Source data>
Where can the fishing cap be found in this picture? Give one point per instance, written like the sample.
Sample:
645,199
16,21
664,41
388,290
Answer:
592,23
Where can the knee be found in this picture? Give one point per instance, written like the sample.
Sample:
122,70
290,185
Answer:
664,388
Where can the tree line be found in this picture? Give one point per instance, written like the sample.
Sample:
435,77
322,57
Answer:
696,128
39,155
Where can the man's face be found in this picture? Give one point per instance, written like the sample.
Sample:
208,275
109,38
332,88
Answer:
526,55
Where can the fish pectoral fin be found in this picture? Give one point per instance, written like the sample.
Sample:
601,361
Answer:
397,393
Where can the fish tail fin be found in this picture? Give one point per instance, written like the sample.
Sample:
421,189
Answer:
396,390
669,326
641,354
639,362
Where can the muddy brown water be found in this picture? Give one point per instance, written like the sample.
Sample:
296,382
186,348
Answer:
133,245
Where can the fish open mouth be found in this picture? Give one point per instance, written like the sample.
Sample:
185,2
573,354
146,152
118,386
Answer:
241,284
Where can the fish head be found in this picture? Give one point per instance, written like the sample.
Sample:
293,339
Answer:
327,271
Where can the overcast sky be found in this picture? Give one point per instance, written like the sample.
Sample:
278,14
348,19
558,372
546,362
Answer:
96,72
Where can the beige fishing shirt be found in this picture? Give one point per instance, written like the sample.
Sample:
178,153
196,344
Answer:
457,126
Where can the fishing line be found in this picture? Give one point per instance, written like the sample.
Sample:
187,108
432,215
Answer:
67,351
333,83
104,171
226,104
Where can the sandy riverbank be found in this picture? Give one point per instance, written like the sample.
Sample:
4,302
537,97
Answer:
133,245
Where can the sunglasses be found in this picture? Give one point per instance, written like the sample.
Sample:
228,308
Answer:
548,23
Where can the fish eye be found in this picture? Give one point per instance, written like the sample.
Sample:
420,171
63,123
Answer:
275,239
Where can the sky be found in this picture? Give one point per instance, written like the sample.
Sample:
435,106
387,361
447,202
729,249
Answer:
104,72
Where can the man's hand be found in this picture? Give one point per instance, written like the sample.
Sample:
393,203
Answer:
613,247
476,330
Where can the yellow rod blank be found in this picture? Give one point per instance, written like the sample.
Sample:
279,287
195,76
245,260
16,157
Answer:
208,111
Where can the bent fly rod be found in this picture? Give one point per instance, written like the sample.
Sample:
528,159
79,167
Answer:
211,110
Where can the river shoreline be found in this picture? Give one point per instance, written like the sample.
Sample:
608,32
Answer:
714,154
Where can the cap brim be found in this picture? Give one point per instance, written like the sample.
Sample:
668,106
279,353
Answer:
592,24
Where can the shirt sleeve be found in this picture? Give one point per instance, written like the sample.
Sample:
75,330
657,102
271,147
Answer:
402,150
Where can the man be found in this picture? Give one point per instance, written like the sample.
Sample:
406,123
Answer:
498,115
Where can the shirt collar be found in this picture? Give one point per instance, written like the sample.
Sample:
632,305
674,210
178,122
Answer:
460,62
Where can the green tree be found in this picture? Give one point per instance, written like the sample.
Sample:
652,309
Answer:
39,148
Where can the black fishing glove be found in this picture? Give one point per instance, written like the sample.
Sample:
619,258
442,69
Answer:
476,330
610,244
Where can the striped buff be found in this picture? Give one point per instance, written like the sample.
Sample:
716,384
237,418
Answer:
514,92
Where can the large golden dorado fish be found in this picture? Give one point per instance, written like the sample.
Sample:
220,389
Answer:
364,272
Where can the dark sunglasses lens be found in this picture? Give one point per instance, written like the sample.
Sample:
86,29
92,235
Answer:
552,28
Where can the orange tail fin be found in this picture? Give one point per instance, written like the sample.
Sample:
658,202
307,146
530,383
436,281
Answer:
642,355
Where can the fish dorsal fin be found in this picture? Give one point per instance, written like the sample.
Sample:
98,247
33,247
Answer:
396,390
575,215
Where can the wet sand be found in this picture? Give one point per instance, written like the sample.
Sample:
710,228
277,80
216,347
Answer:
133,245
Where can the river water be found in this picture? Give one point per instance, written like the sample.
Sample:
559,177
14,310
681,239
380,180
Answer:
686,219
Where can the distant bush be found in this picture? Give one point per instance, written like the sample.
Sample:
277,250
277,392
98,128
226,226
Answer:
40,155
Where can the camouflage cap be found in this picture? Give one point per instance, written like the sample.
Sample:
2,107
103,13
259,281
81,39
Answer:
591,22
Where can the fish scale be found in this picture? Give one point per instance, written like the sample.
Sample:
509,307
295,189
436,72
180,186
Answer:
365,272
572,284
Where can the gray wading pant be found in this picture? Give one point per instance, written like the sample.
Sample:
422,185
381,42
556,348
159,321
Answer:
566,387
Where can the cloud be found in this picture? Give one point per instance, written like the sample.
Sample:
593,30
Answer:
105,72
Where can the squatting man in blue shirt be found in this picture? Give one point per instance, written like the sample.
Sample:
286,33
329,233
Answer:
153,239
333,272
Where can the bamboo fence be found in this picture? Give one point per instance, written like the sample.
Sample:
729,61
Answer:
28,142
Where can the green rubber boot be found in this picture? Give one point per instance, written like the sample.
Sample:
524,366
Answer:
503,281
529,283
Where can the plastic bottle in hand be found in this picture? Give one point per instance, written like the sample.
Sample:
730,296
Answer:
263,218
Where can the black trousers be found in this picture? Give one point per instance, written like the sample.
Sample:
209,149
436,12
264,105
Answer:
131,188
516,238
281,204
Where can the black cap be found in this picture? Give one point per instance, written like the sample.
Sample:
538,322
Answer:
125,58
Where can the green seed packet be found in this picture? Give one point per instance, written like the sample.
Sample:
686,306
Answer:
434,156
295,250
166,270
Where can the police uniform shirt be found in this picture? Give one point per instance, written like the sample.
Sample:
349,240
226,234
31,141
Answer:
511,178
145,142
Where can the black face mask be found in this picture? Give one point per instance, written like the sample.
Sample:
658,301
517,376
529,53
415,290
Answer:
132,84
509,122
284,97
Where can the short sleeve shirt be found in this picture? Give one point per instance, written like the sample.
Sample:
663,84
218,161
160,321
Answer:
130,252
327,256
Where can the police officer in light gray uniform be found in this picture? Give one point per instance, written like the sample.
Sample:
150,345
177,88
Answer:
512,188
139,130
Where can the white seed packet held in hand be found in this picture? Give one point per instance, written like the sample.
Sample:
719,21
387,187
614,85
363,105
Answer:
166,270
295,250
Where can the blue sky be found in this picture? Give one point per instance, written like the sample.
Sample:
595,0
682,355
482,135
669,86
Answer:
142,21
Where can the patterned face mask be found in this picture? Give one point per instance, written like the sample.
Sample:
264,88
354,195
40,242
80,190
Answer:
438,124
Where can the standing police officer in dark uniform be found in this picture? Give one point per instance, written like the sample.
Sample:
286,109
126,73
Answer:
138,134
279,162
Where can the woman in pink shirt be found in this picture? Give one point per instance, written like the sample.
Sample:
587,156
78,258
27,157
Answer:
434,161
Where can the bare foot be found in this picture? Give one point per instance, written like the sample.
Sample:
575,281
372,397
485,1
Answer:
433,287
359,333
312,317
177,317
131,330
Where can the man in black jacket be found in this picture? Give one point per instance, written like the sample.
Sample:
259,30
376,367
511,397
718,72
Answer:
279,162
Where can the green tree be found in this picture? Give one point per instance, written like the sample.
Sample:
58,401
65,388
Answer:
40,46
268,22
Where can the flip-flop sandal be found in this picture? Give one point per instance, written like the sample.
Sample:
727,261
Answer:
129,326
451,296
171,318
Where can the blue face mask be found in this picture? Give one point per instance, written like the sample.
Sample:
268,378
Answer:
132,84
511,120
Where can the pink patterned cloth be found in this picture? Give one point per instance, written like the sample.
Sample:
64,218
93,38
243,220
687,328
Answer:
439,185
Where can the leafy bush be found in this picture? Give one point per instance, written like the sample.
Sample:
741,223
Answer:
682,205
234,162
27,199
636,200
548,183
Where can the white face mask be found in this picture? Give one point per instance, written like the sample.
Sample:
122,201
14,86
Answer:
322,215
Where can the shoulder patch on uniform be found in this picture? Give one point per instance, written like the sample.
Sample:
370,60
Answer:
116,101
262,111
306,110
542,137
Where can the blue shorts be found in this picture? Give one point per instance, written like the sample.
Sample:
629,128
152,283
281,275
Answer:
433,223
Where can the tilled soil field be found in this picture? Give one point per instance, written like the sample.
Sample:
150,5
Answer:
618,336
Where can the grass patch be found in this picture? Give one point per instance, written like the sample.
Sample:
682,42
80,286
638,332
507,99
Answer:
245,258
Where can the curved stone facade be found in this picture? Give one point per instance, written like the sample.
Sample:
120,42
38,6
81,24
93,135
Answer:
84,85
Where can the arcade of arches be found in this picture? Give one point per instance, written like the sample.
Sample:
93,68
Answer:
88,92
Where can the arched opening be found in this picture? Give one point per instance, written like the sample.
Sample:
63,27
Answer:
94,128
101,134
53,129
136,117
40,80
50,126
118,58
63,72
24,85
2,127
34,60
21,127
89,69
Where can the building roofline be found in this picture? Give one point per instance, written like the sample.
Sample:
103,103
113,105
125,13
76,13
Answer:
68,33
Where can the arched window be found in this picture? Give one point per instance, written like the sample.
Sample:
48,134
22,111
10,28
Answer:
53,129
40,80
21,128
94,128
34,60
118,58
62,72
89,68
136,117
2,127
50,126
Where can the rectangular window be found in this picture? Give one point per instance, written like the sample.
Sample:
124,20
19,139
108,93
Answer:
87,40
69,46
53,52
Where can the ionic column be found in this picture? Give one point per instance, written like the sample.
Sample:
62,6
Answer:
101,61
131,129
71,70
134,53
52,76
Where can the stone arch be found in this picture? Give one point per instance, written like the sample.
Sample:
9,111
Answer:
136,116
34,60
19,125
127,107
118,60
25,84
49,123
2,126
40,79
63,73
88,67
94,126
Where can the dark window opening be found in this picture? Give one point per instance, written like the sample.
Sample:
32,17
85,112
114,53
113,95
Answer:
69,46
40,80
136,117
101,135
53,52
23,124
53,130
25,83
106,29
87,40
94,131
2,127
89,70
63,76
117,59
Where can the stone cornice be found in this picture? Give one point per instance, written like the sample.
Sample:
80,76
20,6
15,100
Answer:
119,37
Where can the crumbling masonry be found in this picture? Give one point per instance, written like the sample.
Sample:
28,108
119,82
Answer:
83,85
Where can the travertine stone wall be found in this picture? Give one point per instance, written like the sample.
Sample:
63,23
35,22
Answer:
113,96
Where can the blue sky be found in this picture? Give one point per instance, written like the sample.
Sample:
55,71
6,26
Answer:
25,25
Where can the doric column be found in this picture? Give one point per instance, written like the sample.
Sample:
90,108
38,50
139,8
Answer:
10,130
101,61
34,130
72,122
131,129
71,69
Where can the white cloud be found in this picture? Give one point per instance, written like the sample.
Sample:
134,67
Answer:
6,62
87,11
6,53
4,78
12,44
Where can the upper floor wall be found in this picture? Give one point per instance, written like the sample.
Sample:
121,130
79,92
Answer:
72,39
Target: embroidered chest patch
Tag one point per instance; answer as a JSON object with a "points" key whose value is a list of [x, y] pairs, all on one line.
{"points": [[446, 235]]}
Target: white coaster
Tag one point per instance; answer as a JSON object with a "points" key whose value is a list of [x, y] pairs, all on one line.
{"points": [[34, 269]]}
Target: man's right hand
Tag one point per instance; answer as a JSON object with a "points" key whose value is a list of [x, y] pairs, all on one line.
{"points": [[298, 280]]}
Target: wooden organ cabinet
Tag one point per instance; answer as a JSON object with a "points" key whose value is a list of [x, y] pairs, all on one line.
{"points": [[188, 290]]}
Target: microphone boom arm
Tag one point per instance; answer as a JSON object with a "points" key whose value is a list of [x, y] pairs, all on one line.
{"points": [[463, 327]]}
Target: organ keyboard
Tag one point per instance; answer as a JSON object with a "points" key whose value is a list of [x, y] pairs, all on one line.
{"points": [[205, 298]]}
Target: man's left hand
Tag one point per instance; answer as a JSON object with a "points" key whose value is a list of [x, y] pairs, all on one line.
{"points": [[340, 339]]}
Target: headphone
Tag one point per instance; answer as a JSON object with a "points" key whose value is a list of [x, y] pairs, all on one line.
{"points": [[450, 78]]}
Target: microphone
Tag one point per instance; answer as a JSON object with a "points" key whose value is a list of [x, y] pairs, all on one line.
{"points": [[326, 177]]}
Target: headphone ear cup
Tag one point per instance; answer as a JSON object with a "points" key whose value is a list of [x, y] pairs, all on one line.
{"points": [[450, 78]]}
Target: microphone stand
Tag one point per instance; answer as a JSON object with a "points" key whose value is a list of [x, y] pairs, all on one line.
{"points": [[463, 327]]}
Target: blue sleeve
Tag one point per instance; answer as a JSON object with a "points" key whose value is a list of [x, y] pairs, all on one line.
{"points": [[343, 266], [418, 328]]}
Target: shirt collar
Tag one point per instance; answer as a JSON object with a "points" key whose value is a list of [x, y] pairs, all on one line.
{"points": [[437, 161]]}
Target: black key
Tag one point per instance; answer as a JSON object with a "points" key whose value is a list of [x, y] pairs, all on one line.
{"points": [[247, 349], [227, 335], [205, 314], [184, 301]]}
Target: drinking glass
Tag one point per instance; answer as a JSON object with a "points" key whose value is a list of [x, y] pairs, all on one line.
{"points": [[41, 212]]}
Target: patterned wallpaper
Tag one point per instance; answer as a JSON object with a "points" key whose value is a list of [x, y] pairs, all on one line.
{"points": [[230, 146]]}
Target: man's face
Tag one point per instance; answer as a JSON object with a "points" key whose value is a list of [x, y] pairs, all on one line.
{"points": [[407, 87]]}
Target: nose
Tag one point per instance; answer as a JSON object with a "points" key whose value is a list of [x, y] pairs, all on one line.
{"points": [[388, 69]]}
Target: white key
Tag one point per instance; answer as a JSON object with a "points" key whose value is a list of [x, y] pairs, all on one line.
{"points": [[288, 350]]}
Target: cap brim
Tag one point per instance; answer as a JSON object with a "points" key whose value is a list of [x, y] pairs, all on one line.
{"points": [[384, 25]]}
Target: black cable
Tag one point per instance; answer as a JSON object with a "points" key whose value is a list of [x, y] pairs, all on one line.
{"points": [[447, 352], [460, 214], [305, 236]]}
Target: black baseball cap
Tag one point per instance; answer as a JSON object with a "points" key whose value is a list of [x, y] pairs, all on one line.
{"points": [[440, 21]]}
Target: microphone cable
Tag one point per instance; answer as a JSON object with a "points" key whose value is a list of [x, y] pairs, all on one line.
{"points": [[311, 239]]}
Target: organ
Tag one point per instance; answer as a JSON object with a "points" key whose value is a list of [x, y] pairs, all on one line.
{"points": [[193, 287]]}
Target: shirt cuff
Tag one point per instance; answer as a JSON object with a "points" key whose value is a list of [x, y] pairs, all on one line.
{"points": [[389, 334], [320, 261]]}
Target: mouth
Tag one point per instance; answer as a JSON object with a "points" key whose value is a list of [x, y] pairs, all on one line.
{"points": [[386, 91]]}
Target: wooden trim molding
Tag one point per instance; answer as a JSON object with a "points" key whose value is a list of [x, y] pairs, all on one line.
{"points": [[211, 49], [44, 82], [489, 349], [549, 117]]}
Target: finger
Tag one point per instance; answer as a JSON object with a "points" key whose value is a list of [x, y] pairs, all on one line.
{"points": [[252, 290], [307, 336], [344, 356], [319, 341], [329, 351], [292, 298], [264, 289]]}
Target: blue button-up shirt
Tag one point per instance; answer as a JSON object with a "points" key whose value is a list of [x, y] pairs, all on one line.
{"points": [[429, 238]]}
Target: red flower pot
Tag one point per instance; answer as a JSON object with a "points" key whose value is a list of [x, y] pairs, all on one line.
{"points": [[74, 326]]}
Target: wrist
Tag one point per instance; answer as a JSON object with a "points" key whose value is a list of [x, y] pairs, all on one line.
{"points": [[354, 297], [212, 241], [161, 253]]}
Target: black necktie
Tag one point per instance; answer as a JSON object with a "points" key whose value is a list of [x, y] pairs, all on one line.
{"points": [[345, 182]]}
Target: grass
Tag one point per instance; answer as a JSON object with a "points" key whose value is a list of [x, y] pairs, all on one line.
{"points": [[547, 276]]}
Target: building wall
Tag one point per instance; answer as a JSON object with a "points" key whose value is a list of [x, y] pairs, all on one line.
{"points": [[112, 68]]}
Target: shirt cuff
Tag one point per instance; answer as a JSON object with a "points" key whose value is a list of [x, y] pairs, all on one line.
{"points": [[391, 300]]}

Problem to solve> Copy out whichever lines of the listing contain the word "collar".

Task output>
Where can the shirt collar be found in this picture? Give one point per instance, written like the sample.
Target: shirt collar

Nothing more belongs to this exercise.